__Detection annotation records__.
** start **

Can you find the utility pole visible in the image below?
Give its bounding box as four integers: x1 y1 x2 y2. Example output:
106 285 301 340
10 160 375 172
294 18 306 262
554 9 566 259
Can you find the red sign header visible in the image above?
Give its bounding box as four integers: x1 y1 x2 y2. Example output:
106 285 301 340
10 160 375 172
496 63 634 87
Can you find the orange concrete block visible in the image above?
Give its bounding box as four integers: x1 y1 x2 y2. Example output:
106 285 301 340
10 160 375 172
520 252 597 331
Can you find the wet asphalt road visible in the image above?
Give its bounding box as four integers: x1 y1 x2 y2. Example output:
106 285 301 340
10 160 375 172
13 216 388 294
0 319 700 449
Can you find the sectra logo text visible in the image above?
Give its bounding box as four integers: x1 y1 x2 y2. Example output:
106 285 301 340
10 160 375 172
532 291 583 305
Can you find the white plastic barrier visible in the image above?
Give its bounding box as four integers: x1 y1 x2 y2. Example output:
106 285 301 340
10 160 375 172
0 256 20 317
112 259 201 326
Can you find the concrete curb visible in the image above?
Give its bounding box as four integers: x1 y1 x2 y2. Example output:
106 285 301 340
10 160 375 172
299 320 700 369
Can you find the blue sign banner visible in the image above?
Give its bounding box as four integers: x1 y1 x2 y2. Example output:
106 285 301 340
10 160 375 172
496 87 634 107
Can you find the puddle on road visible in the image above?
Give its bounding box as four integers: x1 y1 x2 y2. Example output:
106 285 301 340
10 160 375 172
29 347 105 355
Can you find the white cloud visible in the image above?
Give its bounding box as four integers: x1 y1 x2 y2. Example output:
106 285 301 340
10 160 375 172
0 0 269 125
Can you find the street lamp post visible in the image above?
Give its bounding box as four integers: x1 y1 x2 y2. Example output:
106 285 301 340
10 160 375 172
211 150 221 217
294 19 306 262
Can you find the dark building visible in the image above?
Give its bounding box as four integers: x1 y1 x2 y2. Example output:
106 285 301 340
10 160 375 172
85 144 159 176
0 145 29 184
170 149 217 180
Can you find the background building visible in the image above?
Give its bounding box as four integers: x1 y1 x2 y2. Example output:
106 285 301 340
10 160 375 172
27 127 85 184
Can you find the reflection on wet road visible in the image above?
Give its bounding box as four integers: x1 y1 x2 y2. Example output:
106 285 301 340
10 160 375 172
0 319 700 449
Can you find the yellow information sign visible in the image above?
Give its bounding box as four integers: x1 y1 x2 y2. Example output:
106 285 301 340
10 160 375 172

** end **

__Task objective__. Please reproduce all of the records above word for word, without changing any line.

__Reply to the task__.
Can you find the utility pole visible in the image below?
Give its bounding box as four integers: x1 y1 x2 y2. Example output:
106 285 301 340
10 160 375 172
294 18 306 262
554 9 566 259
Can you find the red sign header visible in the image above?
Give its bounding box as four integers: x1 y1 x2 y2. Example output:
106 285 301 340
10 160 375 172
496 63 634 87
Can you find the orange concrete block visible in the image above?
Give its bounding box as four integers: x1 y1 x2 y2. Example output:
106 285 301 340
10 160 375 172
520 252 597 331
Can you find the wet asphalt road visible in the image above?
Give its bounding box as four integers: x1 y1 x2 y2. Example output:
106 285 301 340
10 160 375 172
13 216 388 294
0 319 700 449
Can you find the sectra logo text visible in the image above?
Give its bounding box as four integers: x1 y1 x2 y2. Example output:
106 285 301 340
10 160 375 172
532 291 583 305
Can you find the white plastic barrier visible in the image above?
Give its bounding box as four integers: x1 y1 x2 y2. Example output:
106 285 301 340
10 160 375 172
0 256 20 317
112 259 201 326
Can you find the concrete curb visible in the image above?
Give its bounding box as four integers: x1 y1 x2 y2. Example output:
106 285 301 340
10 160 375 172
299 320 700 369
Can you find the blue sign banner visible in the image above?
Give its bounding box as four integers: x1 y1 x2 y2. Example output:
106 285 301 340
10 160 375 172
496 87 634 107
Can you find the puddle on road visible in the image above?
Give its bounding box as four integers: x1 y1 x2 y2. Example output:
106 285 301 340
10 160 375 172
29 347 105 355
Can you find the white cloud visible in the image above?
Give its bounding box as four integers: x1 y1 x2 y2. Example output:
106 285 301 340
10 160 375 172
0 0 269 125
Can you find the street lamp post visible in the image above?
Give its bounding box as four integers: x1 y1 x2 y2. Example output:
106 285 301 340
10 160 375 172
211 150 221 217
294 19 306 262
Can you find the dark building visible in the image above?
Give its bounding box as four integers: x1 y1 x2 y2. Example output:
106 285 301 340
10 160 375 172
85 144 159 176
0 145 29 184
170 149 217 180
Can you find the background building visible in the image above?
Give its bounding box as four integers: x1 y1 x2 y2. Example output:
106 285 301 340
10 160 375 172
27 127 85 184
Can you find the reflection on wet road visible in the image above?
Give its bounding box as four integers: x1 y1 x2 y2. Example output:
106 285 301 340
10 160 375 172
0 319 700 449
Can you find the yellow information sign visible in the image above?
Give its bounding box as four integers: x1 y1 x2 y2. Example output:
106 285 301 340
10 160 375 172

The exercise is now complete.